*Набор заданий*:
- a) Какие измерения света, по словам Хильдегарды в тексте о ее видениях, она не может различить? Перечислите их все.
- b) Как в тексте о видениях Хильдегарды называется другой свет, который она иногда замечает?
- c) Продолжите текст о видениях Хильдегарды, начав сразу после его последнего предложения.

*Исходный текст*:
-*-*-

С самого детства, – говорит она, – я вижу в своей душе свет, но не внешними очами и не помыслами сердца; и пять внешних чувств тоже не имеют доли в этом лицезрении... Свет, который я ощущаю, не от пространства, но много светлее облака, несущего Солнце. Я не могу различить ни высоты, ни ширины, ни длины... Что я вижу или чему я научаюсь в таком видении, надолго остается в моей памяти. Я вижу, слышу, знаю и в то же время научаюсь тому, что знаю, словно в один миг... Я не могу распознать в этом свете никакого образа, но все же иногда замечаю в нем другой свет, который у меня называется живым светом, когда я радуюсь созерцанию этого света, из моей памяти исчезают печаль и боль... [26].
Я и сам знаю несколько человек, которым подобное переживание известно из собственного опыта. Если мне вообще удалось составить представление об этом феномене, то речь, кажется, вдет об обостренном состоянии сколь интенсивного, столь и абстрактного сознания, об "отвязанном" (см. ниже) сознании, которое, как это превосходно изображает Хильдегарда, поднимает до осознанности те сферы происходящего в душевных глубинах, что иначе остались бы во мраке. Частое исчезновение в связи с этим общих соматических ощущений, указывает на то, что их специфическая энергия от них отбирается и, вероятно, используется для усиления просветленности сознания. Этот феномен, как правило, спонтанный, возникает и разворачивается по собственному побуждению. Его эффект настолько поразителен, что он почти всегда инициирует разрешение душевных затруднений, а с ним и вывязывание внутренней личности из эмоциональных и идейных завязок, тем самым порождая единство человеческого существа, единство, которое в целом воспринимается как "освобождение".

-*-*-

*Предоставленные записи*:

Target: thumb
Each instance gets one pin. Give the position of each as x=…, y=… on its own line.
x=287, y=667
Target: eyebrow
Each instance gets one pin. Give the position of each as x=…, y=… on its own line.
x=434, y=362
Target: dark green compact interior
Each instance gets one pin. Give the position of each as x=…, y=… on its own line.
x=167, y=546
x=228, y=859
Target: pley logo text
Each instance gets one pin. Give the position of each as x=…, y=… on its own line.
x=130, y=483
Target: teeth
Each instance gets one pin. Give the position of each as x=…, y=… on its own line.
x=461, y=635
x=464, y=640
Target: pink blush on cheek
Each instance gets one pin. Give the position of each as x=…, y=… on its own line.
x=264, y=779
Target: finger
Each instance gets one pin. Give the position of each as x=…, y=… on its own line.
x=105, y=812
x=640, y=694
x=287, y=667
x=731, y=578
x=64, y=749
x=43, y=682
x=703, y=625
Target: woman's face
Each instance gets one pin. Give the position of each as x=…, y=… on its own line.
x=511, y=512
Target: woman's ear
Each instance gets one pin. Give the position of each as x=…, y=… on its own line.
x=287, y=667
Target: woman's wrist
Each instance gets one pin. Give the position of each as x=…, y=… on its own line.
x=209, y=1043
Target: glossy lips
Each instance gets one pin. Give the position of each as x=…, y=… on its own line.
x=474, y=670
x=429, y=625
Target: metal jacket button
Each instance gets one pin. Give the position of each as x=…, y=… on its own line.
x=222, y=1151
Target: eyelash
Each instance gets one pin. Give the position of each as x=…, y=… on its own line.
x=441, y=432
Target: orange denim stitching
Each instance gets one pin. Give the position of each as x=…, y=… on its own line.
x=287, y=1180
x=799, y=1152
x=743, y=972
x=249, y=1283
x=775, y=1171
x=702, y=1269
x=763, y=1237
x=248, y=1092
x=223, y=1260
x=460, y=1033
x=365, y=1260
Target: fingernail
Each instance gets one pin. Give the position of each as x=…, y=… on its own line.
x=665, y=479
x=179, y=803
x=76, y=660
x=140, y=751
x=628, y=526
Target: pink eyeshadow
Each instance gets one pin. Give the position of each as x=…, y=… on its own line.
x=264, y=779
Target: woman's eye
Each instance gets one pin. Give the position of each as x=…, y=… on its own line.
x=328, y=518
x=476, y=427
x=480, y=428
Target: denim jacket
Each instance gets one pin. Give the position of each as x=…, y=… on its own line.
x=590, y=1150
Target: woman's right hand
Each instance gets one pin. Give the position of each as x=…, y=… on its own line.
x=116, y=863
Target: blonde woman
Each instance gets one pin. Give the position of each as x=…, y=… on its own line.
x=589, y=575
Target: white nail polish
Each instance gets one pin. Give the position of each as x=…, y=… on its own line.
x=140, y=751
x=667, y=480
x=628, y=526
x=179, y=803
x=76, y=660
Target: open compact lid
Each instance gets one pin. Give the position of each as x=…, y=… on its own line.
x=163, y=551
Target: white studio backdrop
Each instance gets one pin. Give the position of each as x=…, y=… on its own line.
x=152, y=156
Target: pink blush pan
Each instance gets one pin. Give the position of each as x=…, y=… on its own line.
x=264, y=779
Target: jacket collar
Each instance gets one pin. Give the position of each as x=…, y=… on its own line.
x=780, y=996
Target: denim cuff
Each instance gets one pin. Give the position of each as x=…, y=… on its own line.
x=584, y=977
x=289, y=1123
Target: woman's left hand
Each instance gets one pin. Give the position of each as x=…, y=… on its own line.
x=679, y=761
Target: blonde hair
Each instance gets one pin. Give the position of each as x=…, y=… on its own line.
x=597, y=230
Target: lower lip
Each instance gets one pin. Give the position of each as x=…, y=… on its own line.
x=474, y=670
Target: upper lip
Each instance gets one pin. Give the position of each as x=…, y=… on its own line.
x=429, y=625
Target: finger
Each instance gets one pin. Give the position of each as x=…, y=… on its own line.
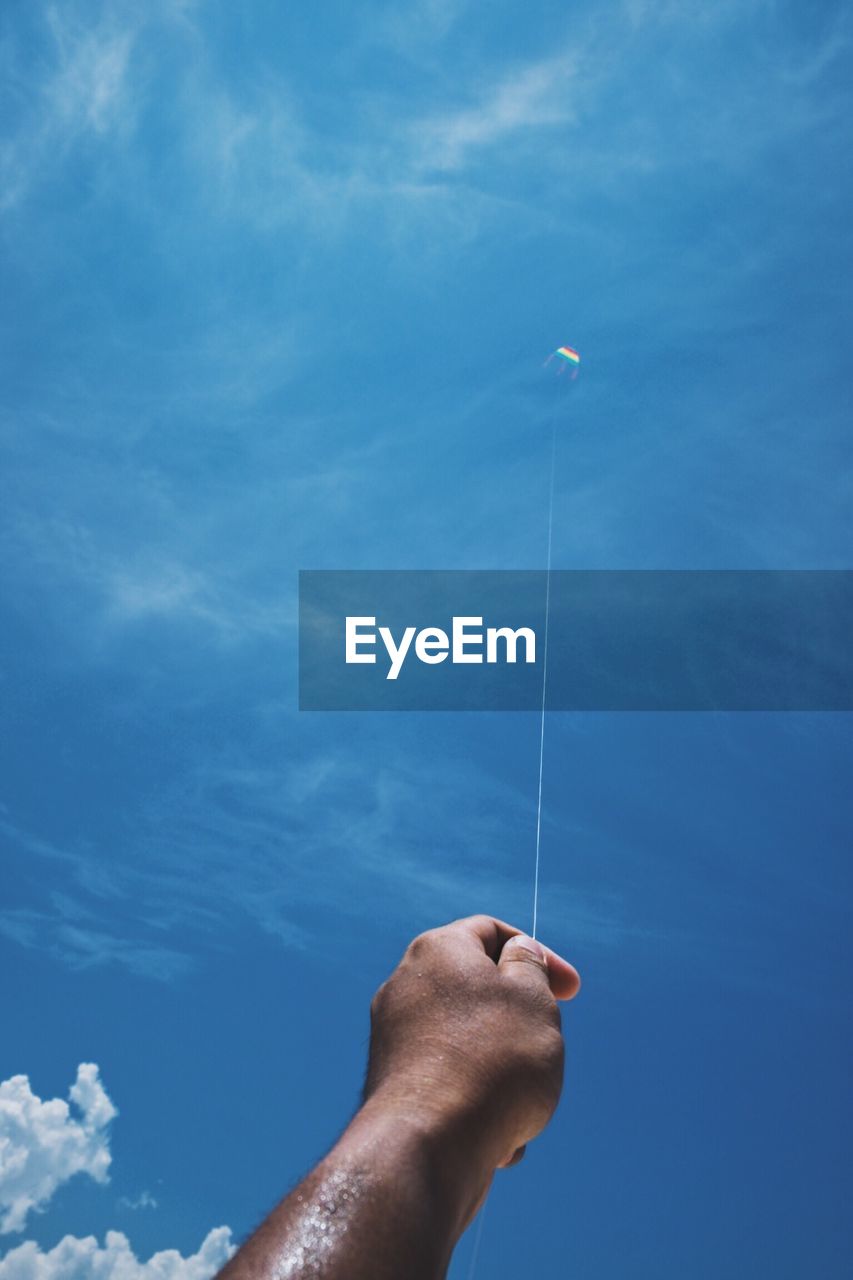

-*-*-

*Ответы к заданиям*:
- a) Высота, ширина, длина.

- b) Живой свет.

- c)
Осознанная воля не в состоянии достичь такого символического единства, ибо сознание в этом случае играет роль партии. Противной же стороной выступает коллективное бессознательное, которое не понимает никакого языка сознания. Поэтому требуется "магически" действующий символ, обладающий тем первобытным аналогизмом, который и воспринимает бессознательное. Это бессознательное может быть постигнуто и выражено лишь через символ, почему и невозможно обойтись без индивидуации символа. Символ, с одной стороны, есть примитивное выражение бессознательного, а с другой – идея, соответствующая высочайшей интуиции сознания.
Древнейшее из известных мне изображений мандалы – палеолитическое так называемое "солнечное колесо", недавно обнаруженное в Родезии. Во всяком случае, оно основывается на числе четыре. Вещи, столь далеко заходящие в глубь человеческое истории, конечно же, затрагивают самые сокровенные слои бессознательного и делают возможным их постижение, в то время как язык сознания демонстрирует полнейшую импотентность. Такие вещи не выдумаешь – наоборот, они должны вырасти из темнейших глубин забвения, чтобы выразить обостренное предчувствие сознания и высочайшую интуицию духа и тем сплавить между собою уникальность актуального сознания с исторической бездной жизни.